(SUPPLIED INFORMATION Opens)

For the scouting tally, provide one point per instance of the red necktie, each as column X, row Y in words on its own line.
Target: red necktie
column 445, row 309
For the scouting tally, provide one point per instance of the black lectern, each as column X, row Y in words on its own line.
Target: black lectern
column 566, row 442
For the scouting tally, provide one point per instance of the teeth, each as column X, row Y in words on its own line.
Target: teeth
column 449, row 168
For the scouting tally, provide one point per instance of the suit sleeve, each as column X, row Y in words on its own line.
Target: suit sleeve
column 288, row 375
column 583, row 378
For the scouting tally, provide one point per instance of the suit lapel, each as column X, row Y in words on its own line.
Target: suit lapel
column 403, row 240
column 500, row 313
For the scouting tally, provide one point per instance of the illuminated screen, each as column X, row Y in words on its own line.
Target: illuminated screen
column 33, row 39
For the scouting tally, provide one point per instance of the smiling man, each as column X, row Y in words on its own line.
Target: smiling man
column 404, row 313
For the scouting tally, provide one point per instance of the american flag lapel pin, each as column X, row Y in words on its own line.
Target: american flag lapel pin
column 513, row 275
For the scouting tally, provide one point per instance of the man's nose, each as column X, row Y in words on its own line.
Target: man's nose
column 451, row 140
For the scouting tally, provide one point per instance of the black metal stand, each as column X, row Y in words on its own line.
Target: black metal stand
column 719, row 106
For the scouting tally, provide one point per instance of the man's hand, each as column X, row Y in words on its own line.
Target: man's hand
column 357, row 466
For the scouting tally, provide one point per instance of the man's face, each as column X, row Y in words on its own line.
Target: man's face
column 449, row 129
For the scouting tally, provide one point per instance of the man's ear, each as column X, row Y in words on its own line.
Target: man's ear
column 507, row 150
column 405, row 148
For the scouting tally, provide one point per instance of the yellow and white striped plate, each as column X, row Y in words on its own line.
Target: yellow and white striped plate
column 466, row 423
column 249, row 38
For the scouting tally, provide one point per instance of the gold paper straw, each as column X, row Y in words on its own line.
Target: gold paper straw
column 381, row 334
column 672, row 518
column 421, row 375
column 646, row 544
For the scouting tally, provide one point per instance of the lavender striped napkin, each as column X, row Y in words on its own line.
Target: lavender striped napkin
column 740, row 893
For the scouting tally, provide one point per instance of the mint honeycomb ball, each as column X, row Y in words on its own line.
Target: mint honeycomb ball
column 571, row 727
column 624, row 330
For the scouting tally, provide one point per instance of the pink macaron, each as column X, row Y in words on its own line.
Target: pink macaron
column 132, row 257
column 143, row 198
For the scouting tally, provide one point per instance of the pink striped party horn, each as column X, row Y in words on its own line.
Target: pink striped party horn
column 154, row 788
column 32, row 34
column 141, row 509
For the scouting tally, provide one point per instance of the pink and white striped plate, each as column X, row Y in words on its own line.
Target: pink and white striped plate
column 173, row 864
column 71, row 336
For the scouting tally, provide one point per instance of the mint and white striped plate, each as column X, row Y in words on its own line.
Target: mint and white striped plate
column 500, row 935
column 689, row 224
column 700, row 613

(SUPPLIED INFORMATION Closes)

_WHAT NEEDS TO BE DONE_
Would you output the material above once more, exactly as given?

_TASK ANSWER_
For the scouting tally, provide one point per instance of the red necktie, each as column X, row Y in words on its own line.
Target: red necktie
column 445, row 309
For the scouting tally, provide one point per instance of the black lectern, each as column X, row Y in words on its own line.
Target: black lectern
column 566, row 442
For the scouting tally, provide one point per instance of the teeth, each as column X, row Y in words on its own line.
Target: teeth
column 449, row 168
For the scouting tally, provide one point per instance of the suit sleeve, each as column X, row Y in words on its own line.
Target: suit sleeve
column 288, row 375
column 583, row 378
For the scouting tally, provide one point per instance of the suit lapel, each as column X, row Y in words on its own line.
Target: suit lapel
column 403, row 240
column 500, row 313
For the scouting tally, provide one point per instance of the illuminated screen, each as column X, row Y in words on its own line.
Target: illuminated screen
column 33, row 39
For the scouting tally, provide one point per instance of the smiling man, each as column X, row Y in words on its own line.
Target: smiling man
column 404, row 313
For the scouting tally, provide one point per instance of the american flag lapel pin, each as column X, row Y in words on its own line.
Target: american flag lapel pin
column 513, row 275
For the scouting tally, provide one point per instance of the man's nose, each as column X, row Y in words on its own line.
Target: man's nose
column 451, row 140
For the scouting tally, provide one point per instance of the black metal stand, each as column X, row Y in words on its own line.
Target: black metal stand
column 719, row 106
For the scouting tally, provide one point per instance of the man's hand, each as column X, row Y in words on its own line.
Target: man's hand
column 357, row 466
For the scouting tally, provide one point per instance of the man's face, each as column X, row Y in words on its own line.
Target: man's face
column 449, row 129
For the scouting tally, provide one point per instance of the man's ear, each as column X, row Y in words on its own line.
Target: man's ear
column 507, row 150
column 405, row 148
For the scouting tally, provide one point per instance of the yellow and white striped plate, each as column X, row Y in words on its own line.
Target: yellow and white striped plate
column 466, row 423
column 249, row 38
For the scouting tally, provide one point per instance of the gold paper straw, each as column X, row Y in words on its own line.
Target: gold paper straw
column 381, row 334
column 672, row 518
column 421, row 375
column 646, row 544
For the scouting tally, provide one point per instance of the lavender striped napkin, each as column X, row Y in words on its own line.
Target: lavender striped napkin
column 740, row 893
For the scouting tally, provide one point per instance of the mint honeycomb ball, each as column X, row Y in words on its own line.
Target: mint honeycomb ball
column 571, row 727
column 624, row 330
For the scouting tally, provide one point per instance of the pink macaron, each as column X, row Y in words on its own line.
Target: pink macaron
column 132, row 257
column 143, row 198
For the scouting tally, provide one point per instance of the pink striped party horn, each as column X, row Y in words on its own line.
Target: pink striped party horn
column 154, row 788
column 32, row 34
column 141, row 509
For the scouting tally, provide one point per instance of the pink and white striped plate, each as column X, row Y in words on its own line.
Target: pink and white striped plate
column 173, row 864
column 71, row 336
For the scouting tally, provide one point per instance of the mint and white striped plate, each as column X, row Y in words on its own line.
Target: mint and white striped plate
column 500, row 935
column 689, row 224
column 700, row 613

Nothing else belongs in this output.